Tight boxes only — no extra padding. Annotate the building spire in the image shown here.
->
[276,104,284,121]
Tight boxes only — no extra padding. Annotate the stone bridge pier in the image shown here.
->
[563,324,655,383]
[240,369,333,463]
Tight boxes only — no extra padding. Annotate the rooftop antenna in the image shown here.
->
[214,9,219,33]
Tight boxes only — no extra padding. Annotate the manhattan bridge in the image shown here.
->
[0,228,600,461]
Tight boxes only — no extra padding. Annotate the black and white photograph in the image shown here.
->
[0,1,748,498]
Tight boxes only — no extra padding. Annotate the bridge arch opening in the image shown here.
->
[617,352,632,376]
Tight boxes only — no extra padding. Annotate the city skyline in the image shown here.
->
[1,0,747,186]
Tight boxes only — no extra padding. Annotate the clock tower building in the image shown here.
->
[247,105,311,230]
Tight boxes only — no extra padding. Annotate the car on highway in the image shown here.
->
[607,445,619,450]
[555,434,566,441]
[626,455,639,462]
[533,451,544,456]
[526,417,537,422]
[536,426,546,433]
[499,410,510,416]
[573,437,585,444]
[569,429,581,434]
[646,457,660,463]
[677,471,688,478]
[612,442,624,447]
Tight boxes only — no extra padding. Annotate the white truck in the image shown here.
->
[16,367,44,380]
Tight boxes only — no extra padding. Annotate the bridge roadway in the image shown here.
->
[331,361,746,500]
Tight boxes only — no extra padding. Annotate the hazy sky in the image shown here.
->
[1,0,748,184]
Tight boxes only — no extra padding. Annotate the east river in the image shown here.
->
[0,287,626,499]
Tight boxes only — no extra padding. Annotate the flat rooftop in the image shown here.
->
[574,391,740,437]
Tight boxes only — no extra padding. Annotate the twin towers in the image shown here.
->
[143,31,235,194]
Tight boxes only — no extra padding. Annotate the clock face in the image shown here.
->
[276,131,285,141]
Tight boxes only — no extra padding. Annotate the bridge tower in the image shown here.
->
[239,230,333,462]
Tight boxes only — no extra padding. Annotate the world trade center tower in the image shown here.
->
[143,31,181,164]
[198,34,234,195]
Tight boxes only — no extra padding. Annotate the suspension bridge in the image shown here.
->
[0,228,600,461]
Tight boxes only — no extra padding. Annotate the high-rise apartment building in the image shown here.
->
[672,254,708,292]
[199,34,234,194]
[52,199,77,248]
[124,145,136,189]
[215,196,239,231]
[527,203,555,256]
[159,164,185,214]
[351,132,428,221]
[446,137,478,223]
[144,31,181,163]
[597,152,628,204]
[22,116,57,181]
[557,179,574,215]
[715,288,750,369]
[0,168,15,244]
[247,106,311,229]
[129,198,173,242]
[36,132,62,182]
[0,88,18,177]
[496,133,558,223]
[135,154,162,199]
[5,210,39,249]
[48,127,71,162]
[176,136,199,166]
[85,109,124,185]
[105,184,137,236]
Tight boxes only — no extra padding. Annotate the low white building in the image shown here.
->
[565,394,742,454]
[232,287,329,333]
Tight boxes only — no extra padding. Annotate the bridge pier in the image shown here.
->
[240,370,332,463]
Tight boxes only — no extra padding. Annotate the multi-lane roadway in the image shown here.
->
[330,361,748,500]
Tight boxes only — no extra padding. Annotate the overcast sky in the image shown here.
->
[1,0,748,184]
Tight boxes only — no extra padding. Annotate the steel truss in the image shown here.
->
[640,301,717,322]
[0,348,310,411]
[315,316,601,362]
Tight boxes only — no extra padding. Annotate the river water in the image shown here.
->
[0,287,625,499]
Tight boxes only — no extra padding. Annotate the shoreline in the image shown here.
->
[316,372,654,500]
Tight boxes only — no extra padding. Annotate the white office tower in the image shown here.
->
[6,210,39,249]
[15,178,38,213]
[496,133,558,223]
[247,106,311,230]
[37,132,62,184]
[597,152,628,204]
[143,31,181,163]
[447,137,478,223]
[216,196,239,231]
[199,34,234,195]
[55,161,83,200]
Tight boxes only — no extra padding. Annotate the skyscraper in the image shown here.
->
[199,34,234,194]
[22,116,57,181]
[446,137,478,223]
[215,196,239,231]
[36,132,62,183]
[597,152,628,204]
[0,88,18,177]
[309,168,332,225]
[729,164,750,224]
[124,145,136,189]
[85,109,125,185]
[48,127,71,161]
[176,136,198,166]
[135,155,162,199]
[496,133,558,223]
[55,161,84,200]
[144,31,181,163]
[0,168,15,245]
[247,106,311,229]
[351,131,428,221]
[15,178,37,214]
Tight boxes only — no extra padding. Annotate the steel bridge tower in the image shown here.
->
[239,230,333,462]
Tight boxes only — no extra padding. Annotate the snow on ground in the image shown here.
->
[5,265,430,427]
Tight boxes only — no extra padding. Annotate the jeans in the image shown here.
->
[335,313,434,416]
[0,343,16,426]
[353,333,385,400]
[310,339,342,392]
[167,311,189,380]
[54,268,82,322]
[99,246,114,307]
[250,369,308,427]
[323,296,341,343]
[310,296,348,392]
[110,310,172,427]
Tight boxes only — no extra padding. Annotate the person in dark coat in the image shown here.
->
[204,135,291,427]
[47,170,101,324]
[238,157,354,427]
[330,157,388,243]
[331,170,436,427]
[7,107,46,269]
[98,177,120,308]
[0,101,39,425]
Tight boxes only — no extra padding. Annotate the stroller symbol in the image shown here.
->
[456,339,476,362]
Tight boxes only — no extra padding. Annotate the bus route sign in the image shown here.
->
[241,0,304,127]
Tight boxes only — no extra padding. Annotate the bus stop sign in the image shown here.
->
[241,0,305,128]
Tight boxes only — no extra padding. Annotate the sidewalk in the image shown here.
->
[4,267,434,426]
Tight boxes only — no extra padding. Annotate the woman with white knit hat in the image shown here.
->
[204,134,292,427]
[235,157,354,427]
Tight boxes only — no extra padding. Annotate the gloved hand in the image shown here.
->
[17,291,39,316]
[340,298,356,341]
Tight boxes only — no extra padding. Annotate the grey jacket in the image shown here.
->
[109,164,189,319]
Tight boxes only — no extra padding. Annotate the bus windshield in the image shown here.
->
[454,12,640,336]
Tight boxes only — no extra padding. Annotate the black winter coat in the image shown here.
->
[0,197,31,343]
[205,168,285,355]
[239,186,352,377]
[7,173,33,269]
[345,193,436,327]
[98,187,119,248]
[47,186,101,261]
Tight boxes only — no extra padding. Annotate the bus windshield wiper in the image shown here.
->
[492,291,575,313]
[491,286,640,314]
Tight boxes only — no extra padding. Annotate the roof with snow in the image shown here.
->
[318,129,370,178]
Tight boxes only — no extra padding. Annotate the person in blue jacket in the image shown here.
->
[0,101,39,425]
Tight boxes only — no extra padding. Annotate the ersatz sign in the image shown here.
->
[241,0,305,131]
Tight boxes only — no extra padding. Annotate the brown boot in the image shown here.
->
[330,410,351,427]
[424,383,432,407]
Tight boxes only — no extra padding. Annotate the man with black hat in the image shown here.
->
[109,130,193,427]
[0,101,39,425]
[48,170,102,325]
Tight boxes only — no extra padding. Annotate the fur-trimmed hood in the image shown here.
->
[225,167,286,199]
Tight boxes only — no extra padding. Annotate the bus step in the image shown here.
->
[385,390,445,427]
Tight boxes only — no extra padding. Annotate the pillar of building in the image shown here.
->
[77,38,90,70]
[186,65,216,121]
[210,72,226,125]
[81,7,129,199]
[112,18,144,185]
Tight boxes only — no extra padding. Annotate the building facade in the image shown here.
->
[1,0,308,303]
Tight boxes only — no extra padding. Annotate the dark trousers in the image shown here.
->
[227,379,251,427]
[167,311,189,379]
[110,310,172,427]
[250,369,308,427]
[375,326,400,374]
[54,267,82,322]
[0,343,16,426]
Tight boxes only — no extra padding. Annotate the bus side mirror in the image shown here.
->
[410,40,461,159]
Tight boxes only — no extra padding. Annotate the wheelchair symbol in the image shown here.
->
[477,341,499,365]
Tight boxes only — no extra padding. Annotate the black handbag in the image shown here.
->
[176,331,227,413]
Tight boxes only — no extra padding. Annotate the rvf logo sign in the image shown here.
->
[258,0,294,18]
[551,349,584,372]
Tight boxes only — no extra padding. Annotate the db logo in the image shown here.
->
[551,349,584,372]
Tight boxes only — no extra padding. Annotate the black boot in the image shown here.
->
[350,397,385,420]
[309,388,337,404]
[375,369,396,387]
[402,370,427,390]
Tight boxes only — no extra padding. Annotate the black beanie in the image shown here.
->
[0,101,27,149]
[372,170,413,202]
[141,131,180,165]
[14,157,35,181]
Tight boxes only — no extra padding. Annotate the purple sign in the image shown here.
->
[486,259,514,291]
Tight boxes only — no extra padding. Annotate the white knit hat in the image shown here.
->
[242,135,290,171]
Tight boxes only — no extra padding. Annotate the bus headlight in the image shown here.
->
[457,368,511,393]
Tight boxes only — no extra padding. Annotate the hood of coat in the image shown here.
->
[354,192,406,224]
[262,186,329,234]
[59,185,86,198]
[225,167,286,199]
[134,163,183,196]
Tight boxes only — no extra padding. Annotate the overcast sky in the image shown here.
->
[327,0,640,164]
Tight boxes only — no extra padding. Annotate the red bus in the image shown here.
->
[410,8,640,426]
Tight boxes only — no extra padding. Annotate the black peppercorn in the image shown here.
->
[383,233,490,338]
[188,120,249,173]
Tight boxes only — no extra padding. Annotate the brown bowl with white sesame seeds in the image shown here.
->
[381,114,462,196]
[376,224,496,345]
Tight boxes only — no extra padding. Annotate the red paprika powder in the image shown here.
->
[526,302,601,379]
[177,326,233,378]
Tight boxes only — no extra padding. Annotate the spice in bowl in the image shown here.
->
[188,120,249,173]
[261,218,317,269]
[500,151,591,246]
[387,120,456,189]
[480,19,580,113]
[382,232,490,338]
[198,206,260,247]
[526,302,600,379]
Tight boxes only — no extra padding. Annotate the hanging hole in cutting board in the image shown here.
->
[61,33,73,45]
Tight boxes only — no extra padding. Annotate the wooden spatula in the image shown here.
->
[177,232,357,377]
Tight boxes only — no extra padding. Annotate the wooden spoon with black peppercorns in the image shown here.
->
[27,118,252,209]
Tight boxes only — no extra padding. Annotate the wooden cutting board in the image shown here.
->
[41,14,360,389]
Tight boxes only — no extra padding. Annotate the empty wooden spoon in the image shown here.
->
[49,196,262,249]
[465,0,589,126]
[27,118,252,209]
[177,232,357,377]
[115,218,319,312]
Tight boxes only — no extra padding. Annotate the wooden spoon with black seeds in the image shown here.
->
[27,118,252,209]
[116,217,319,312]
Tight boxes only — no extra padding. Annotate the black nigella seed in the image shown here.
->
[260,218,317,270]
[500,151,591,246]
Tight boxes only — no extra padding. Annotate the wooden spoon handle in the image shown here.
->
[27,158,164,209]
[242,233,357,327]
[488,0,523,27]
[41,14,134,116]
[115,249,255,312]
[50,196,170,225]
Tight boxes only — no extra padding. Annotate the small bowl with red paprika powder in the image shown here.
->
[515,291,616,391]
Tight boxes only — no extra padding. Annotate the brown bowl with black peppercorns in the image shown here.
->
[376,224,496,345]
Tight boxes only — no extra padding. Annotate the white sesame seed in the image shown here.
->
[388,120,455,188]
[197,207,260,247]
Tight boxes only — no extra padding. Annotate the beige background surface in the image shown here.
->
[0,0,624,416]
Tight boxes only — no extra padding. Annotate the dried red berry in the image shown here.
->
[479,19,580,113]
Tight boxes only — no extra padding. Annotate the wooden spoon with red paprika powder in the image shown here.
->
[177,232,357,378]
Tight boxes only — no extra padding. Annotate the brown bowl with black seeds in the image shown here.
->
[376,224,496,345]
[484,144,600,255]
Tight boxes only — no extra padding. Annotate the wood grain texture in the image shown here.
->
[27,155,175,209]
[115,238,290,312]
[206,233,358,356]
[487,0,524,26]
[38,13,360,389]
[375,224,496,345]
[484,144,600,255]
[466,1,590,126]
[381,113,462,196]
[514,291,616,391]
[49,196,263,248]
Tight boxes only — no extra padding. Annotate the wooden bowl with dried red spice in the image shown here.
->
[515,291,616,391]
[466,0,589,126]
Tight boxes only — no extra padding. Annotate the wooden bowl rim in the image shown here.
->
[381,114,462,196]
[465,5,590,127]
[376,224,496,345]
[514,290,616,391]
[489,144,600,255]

◆ YOUR INSTRUCTIONS:
Give back, exactly and with nothing added, the lines from the line containing "Tight boxes only — no extra padding. Annotate the white sesame" through the final line of the records above, both of them included.

◆ RESPONSE TO THE TASK:
Tight boxes only — no extra padding. Annotate the white sesame seed in the image shown here.
->
[388,120,455,188]
[197,207,260,247]
Tight boxes only — no extra padding. Annotate the beige background surface in the image shown here.
->
[0,0,624,416]
Tight boxes only — no extra padding. Annotate the dried red berry in the image shown here.
->
[479,19,580,113]
Tight boxes only — no extra padding. Annotate the wooden spoon with red paprika powder in the image shown here.
->
[177,232,357,378]
Tight boxes only — no extra padding. Annotate the brown bowl with black seeds in the image shown here.
->
[376,224,496,345]
[484,144,600,255]
Tight boxes only — no extra padding. Annotate the wood grain texture in the image shown here.
->
[27,155,175,209]
[115,238,290,312]
[206,233,358,356]
[487,0,524,26]
[38,13,360,389]
[375,224,496,345]
[484,144,600,255]
[466,1,590,126]
[381,113,462,196]
[514,291,616,391]
[49,196,263,248]
Tight boxes only — no extra padding. Annotate the wooden bowl with dried red spice in the image shown here.
->
[515,291,616,391]
[466,0,589,126]
Tight boxes only — no extra padding. Annotate the wooden bowl rim in the image shown here.
->
[381,114,462,196]
[465,5,590,127]
[376,224,496,345]
[514,290,616,391]
[489,144,600,255]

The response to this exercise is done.